Given instruction>
Retype the entire listing below word for word, leaving out the pictures.

Information provided>
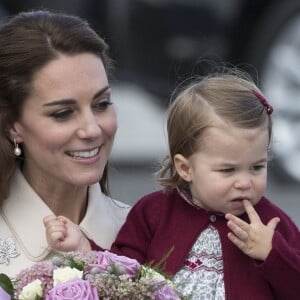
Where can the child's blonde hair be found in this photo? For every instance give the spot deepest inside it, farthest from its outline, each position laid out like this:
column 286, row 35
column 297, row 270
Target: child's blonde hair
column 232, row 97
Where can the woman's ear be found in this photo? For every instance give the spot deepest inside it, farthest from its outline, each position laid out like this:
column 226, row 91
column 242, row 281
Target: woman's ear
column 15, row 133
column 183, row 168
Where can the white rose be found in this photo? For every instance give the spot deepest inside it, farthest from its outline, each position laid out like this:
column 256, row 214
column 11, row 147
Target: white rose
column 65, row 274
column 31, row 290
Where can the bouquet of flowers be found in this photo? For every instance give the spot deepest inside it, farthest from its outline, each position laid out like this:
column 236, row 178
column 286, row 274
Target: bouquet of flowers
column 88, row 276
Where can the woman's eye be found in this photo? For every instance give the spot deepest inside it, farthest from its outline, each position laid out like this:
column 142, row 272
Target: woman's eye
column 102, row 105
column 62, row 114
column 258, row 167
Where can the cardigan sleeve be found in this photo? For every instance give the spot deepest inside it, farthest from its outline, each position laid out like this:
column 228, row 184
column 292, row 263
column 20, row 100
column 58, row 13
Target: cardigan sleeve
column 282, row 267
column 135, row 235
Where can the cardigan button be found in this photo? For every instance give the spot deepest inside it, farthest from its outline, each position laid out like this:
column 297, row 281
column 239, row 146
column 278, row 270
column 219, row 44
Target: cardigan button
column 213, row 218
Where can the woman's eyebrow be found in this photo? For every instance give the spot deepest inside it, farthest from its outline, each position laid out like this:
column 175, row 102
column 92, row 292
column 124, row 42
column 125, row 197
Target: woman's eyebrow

Output of the exercise>
Where can the child's blonde hair be found in this photo? For every instance give the spot deepest inside it, farthest from its outline, each position laid out like this:
column 286, row 35
column 297, row 270
Target: child's blonde hair
column 232, row 97
Where can the woman's ear be found in this photo? For every instance give the spot deepest inside it, farthest from its outline, each position laid out like this:
column 226, row 91
column 242, row 281
Target: woman's ear
column 15, row 133
column 183, row 168
Where can the white rose be found in this photo? For every instance give the spot deepest inside it, farthest from its outline, each position laid out like this:
column 256, row 214
column 11, row 147
Target: white rose
column 65, row 274
column 31, row 290
Where can the bouquet of flowers be found in this photo? For every instance give the spot deepest inside it, farthest from its outline, each position laid out like this:
column 236, row 178
column 286, row 274
Target: bouquet of flowers
column 88, row 276
Where can the woman's eye be found in this photo? For every instance give the spot deepest inside it, farthest from its outline, each position laid out like this:
column 142, row 272
Target: woman's eye
column 102, row 105
column 62, row 114
column 258, row 167
Where can the cardigan sleeve be found in this photo? For every instance give the spot deepest inside it, farthest from its outline, each position laid out like this:
column 228, row 184
column 292, row 263
column 20, row 100
column 58, row 13
Target: cardigan sleeve
column 282, row 267
column 135, row 235
Where can the cardigan button be found in this photo? For every instance give the spot deepest inside it, farthest from its outline, each position laid out like this:
column 297, row 281
column 239, row 146
column 278, row 270
column 219, row 44
Target: cardigan button
column 213, row 218
Where can the woman's eyebrow be found in this photo? For every instance give the spot deepest inside it, farthest from its outline, each position laid out like this:
column 175, row 102
column 92, row 292
column 124, row 42
column 125, row 197
Target: woman's eyebrow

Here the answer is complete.